» WHAT THE EXERCISE ASKS
While reading through the material below, copy each line that holds the word "white".

┌──

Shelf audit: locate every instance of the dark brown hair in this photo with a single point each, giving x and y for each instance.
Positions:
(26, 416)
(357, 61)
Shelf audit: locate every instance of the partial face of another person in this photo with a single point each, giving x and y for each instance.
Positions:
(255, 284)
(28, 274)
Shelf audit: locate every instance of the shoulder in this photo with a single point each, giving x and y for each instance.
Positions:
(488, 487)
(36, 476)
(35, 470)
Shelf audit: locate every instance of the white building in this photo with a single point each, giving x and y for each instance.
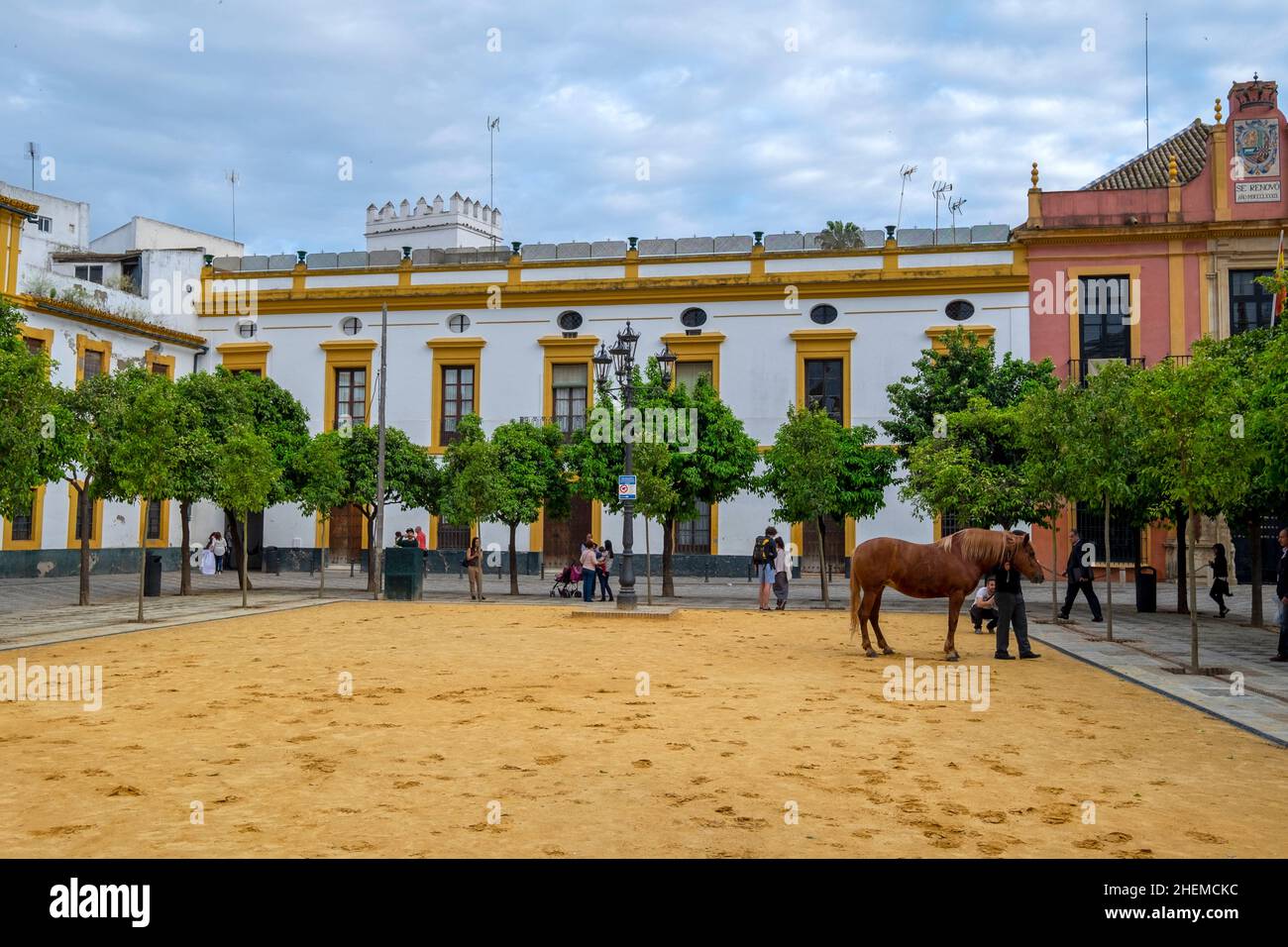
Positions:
(511, 335)
(773, 321)
(97, 307)
(462, 223)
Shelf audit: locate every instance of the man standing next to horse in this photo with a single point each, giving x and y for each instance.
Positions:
(1080, 579)
(1010, 611)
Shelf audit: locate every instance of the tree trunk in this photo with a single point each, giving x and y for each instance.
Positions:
(184, 556)
(239, 548)
(648, 566)
(668, 579)
(1254, 549)
(1194, 609)
(1055, 574)
(822, 562)
(514, 564)
(245, 578)
(1109, 585)
(82, 505)
(143, 567)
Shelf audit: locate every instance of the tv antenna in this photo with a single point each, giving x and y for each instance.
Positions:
(33, 153)
(233, 178)
(940, 189)
(954, 208)
(493, 125)
(905, 172)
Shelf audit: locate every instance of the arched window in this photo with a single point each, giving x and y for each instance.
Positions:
(694, 317)
(823, 313)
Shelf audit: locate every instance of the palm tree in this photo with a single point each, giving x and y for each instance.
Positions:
(840, 236)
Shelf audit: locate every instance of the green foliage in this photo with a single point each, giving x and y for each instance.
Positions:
(141, 427)
(945, 382)
(27, 399)
(840, 236)
(321, 480)
(472, 491)
(246, 472)
(411, 475)
(815, 468)
(977, 471)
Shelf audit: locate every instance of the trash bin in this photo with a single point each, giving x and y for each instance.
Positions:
(1146, 589)
(153, 577)
(404, 574)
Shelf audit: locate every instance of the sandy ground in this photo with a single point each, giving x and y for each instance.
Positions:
(463, 711)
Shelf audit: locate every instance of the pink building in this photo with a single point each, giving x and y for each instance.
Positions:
(1150, 257)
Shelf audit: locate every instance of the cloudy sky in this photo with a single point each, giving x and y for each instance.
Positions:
(649, 119)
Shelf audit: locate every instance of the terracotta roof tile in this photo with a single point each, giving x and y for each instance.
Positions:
(1149, 169)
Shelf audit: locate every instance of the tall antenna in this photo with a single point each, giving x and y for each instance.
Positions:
(954, 208)
(940, 189)
(1146, 80)
(33, 153)
(232, 178)
(493, 125)
(905, 172)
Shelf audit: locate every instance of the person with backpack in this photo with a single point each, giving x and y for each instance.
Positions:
(781, 573)
(763, 556)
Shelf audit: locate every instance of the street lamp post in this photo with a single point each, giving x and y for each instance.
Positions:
(619, 363)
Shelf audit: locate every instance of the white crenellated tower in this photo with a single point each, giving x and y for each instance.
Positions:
(463, 222)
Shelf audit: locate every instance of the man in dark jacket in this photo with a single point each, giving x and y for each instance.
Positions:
(1282, 595)
(1010, 611)
(1080, 579)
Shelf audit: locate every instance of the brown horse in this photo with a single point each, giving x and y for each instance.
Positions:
(949, 569)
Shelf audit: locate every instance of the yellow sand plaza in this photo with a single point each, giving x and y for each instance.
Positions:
(519, 731)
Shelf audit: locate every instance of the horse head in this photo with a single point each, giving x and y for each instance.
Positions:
(1020, 552)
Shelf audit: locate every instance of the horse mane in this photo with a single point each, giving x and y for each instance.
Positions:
(986, 548)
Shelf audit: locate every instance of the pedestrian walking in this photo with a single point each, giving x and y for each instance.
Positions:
(589, 567)
(984, 607)
(219, 549)
(1010, 612)
(604, 567)
(781, 574)
(475, 569)
(1220, 579)
(763, 560)
(1080, 579)
(1282, 595)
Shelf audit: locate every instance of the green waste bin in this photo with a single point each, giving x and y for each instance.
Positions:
(153, 577)
(1146, 589)
(404, 574)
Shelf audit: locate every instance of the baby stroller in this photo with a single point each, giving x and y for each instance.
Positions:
(566, 585)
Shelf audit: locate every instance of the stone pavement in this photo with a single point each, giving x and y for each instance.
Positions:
(1149, 650)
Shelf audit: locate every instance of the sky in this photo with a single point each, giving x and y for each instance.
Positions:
(655, 119)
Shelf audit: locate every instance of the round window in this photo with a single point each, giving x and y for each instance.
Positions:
(694, 317)
(823, 313)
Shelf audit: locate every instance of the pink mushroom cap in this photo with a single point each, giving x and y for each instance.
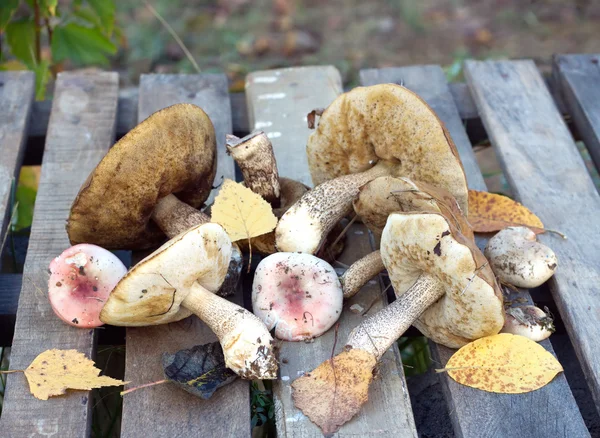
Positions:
(299, 295)
(81, 279)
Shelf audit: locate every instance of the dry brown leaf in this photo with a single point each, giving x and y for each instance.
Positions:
(331, 395)
(503, 363)
(489, 212)
(54, 371)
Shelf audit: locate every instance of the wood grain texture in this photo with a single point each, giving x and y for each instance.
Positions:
(281, 99)
(548, 175)
(165, 410)
(80, 131)
(16, 98)
(578, 77)
(550, 411)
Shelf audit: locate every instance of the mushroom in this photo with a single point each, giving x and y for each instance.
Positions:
(446, 289)
(179, 279)
(129, 202)
(297, 295)
(81, 279)
(518, 259)
(529, 321)
(366, 133)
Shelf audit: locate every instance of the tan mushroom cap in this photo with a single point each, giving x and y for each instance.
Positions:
(472, 307)
(387, 194)
(152, 292)
(171, 152)
(388, 123)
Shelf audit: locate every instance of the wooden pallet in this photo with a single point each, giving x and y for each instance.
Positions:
(538, 156)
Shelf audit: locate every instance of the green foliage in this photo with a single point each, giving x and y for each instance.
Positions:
(81, 32)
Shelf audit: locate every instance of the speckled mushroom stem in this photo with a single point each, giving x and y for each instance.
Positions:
(360, 272)
(254, 154)
(305, 225)
(247, 344)
(378, 332)
(174, 217)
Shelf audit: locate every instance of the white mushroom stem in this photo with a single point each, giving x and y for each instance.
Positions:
(254, 155)
(360, 272)
(305, 225)
(247, 344)
(379, 331)
(174, 217)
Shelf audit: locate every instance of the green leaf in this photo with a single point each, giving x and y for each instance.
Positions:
(80, 44)
(20, 36)
(7, 8)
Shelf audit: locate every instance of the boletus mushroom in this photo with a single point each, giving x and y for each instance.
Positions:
(146, 184)
(446, 289)
(364, 134)
(180, 278)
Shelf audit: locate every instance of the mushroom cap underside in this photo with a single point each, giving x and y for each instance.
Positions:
(391, 123)
(171, 152)
(416, 243)
(152, 292)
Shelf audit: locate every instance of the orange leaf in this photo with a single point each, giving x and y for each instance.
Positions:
(489, 212)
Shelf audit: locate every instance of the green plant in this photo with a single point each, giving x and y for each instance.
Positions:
(40, 36)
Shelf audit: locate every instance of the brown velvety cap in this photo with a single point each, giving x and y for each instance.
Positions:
(171, 152)
(391, 123)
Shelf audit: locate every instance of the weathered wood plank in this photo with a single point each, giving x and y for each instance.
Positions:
(80, 131)
(16, 98)
(477, 413)
(166, 411)
(278, 102)
(547, 174)
(579, 79)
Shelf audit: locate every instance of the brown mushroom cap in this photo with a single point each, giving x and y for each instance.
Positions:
(427, 243)
(171, 152)
(389, 123)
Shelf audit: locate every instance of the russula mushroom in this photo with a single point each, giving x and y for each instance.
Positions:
(369, 132)
(81, 279)
(129, 202)
(179, 279)
(446, 289)
(517, 258)
(529, 321)
(297, 295)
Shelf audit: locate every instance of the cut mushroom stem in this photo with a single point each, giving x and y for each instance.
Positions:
(254, 154)
(360, 272)
(379, 331)
(305, 225)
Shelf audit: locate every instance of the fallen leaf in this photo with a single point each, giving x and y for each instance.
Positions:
(335, 391)
(490, 212)
(199, 370)
(503, 363)
(242, 213)
(54, 371)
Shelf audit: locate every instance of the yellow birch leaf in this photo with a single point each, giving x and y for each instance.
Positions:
(242, 213)
(54, 371)
(490, 212)
(503, 363)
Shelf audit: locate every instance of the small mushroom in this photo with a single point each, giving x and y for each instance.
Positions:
(297, 295)
(179, 279)
(81, 279)
(529, 321)
(366, 133)
(517, 258)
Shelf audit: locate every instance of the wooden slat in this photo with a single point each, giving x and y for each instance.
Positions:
(579, 79)
(16, 97)
(547, 174)
(477, 413)
(166, 411)
(278, 101)
(81, 129)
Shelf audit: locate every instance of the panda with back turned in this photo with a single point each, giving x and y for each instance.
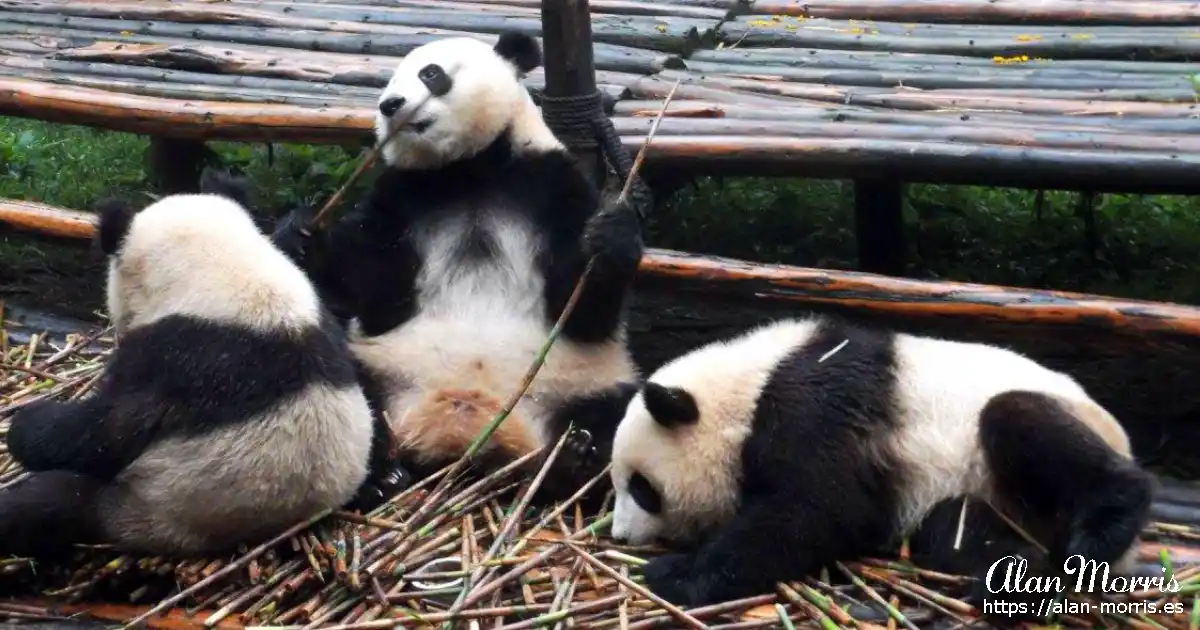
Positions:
(804, 442)
(456, 267)
(229, 411)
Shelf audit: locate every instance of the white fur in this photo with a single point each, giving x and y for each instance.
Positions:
(487, 95)
(203, 256)
(696, 468)
(478, 328)
(252, 479)
(942, 388)
(479, 325)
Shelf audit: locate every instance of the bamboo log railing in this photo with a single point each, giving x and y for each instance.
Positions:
(792, 283)
(1093, 95)
(1139, 358)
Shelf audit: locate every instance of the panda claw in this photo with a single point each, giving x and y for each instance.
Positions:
(381, 489)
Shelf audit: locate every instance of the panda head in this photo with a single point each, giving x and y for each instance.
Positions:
(675, 465)
(456, 96)
(201, 256)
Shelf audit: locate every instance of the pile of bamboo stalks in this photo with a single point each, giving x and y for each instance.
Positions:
(447, 552)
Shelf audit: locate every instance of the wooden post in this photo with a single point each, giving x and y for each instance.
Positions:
(568, 60)
(174, 165)
(879, 226)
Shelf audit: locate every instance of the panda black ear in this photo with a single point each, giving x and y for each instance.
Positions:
(521, 49)
(114, 220)
(670, 407)
(216, 181)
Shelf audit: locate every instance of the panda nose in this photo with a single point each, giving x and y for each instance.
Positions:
(388, 107)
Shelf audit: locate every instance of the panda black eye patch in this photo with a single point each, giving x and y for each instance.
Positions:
(645, 495)
(436, 79)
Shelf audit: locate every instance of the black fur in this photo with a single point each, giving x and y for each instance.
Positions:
(670, 407)
(387, 475)
(1063, 485)
(177, 376)
(811, 492)
(366, 264)
(1038, 451)
(820, 484)
(215, 181)
(45, 514)
(521, 49)
(593, 421)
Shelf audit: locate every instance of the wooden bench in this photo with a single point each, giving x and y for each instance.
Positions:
(1089, 95)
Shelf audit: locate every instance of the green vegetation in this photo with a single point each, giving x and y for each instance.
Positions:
(1146, 246)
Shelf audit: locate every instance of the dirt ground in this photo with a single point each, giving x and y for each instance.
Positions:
(59, 277)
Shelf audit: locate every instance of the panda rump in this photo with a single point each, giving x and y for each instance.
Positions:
(810, 441)
(228, 412)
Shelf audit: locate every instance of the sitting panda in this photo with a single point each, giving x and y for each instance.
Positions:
(455, 268)
(229, 411)
(809, 441)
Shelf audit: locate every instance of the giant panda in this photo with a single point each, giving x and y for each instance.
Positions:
(229, 411)
(454, 269)
(766, 456)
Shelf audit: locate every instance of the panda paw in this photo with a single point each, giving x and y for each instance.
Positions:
(381, 489)
(291, 235)
(615, 237)
(580, 447)
(671, 577)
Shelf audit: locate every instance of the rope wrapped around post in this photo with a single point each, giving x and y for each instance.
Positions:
(582, 125)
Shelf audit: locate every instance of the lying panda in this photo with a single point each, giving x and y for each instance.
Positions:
(456, 267)
(229, 411)
(809, 441)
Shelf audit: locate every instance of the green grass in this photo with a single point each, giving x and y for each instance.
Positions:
(1149, 246)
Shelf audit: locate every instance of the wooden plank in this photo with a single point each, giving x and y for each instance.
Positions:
(823, 112)
(651, 33)
(282, 42)
(1174, 43)
(910, 298)
(951, 162)
(1084, 12)
(738, 89)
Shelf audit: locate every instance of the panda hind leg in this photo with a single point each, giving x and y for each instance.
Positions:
(1045, 461)
(1074, 495)
(43, 515)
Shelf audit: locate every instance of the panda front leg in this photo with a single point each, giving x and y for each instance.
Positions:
(387, 477)
(773, 538)
(70, 436)
(42, 515)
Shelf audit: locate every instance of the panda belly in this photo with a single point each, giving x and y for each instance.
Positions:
(451, 369)
(195, 495)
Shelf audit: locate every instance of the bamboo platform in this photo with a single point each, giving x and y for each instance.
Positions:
(1087, 95)
(405, 564)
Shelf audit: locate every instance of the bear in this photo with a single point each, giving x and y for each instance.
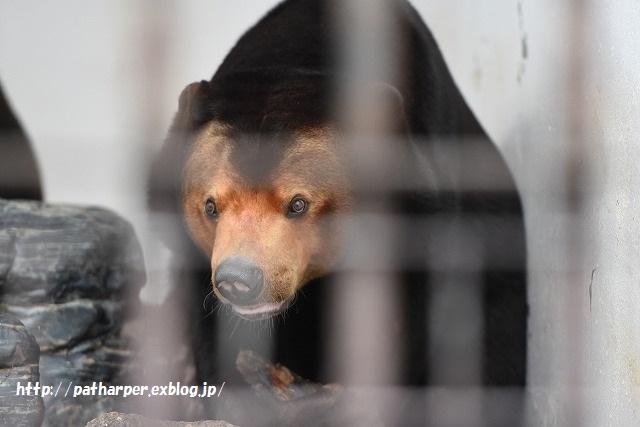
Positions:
(19, 175)
(260, 186)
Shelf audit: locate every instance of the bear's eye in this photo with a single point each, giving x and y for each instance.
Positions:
(210, 208)
(297, 207)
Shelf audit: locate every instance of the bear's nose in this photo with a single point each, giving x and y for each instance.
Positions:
(238, 280)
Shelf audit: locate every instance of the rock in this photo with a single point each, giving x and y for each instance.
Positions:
(72, 275)
(19, 355)
(115, 419)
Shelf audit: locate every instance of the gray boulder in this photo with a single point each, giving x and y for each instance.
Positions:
(72, 276)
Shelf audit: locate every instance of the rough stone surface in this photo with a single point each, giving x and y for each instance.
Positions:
(115, 419)
(71, 275)
(19, 355)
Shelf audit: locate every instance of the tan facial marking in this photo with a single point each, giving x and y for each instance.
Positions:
(252, 222)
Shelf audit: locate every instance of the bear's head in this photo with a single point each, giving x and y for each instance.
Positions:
(263, 193)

└──

» TASK ANSWER
Shelf audit: locate every instance of the white building in this photo with a single point each, giving x and y for each instance.
Shelf audit: locate every instance of the white crenellated tower in this photo with a single point each, giving x and y for each instance.
Shelf audit: locate every instance of the white mushroom stem in this photo with a single point each, giving x and y for each instance.
Shelf audit: locate every instance of the white fur in this photo with a single point each, giving x and y for each instance.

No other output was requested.